>> START Input rows

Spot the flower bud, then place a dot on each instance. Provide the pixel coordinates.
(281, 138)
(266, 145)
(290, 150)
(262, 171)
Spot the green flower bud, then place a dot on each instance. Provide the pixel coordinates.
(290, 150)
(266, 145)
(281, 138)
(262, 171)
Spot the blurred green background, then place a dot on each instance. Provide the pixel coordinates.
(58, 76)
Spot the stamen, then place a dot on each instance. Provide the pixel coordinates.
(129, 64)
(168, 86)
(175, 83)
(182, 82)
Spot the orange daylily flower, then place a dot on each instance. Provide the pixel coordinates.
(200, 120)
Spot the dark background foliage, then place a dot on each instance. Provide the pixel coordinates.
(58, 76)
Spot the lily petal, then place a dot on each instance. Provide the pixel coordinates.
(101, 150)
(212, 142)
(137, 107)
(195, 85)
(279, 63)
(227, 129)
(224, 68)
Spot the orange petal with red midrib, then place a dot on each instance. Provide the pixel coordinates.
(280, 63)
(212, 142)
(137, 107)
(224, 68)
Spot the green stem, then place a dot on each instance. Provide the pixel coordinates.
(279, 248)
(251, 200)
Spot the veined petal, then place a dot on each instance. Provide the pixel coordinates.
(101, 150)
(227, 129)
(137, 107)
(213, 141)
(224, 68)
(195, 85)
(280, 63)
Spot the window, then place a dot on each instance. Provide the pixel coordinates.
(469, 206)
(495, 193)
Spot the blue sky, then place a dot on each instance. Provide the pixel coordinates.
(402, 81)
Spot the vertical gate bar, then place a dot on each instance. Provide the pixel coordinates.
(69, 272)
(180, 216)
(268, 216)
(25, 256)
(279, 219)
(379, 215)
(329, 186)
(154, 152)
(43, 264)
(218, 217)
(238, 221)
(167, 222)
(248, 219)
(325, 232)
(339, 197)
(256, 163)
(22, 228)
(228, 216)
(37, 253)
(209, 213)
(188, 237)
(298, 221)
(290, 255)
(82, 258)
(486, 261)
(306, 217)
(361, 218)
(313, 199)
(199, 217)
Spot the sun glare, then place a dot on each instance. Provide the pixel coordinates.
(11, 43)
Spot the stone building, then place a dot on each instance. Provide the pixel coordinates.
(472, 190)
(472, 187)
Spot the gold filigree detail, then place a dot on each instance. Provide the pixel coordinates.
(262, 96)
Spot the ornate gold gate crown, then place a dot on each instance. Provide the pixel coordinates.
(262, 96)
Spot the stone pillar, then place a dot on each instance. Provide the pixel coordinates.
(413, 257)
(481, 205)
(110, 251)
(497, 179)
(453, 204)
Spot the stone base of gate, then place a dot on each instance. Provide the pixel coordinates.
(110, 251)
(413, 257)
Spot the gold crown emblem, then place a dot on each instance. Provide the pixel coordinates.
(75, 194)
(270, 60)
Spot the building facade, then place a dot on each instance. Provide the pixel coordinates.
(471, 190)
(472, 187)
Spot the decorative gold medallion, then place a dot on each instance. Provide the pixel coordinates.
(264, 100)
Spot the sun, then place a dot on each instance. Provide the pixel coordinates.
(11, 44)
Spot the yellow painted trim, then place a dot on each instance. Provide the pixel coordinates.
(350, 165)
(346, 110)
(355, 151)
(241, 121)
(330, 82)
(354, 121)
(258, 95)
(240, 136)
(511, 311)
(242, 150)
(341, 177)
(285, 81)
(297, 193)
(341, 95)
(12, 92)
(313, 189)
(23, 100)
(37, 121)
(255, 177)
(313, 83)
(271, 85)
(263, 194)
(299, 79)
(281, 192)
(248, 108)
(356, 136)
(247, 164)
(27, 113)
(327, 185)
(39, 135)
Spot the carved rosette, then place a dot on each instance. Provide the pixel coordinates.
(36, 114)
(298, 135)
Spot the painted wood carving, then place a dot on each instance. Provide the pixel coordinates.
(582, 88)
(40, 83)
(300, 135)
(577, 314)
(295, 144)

>> END Input rows

**The problem:** Copy out, with no changes, the lines of the entries from the line containing "Spot the building" through the end of the entries, including both of those ends.

**Result for this task:**
Spot the building facade, then place a dot on each instance. Provide the pixel coordinates.
(471, 190)
(472, 187)
Spot the decorative gold medallion, then place a dot on each instance. Provide the pixel coordinates.
(264, 100)
Spot the sun, then place a dot on each instance. Provide the pixel coordinates.
(11, 44)
Spot the yellow painted trim, then place a dot on each instance. Provide the pixel coordinates.
(350, 165)
(346, 110)
(355, 151)
(241, 121)
(330, 82)
(354, 121)
(258, 95)
(240, 136)
(511, 311)
(242, 150)
(341, 177)
(285, 81)
(297, 193)
(341, 95)
(12, 92)
(313, 189)
(23, 100)
(37, 121)
(255, 177)
(313, 83)
(271, 85)
(263, 194)
(299, 79)
(281, 192)
(248, 108)
(356, 136)
(247, 164)
(27, 113)
(327, 185)
(39, 135)
Spot the carved rosette, then place a dot on each instance. Provide the pixel coordinates.
(36, 114)
(298, 135)
Spot the painted wood carving, then place a dot on each instance. Provide the pixel coordinates.
(582, 88)
(40, 83)
(300, 135)
(577, 314)
(295, 144)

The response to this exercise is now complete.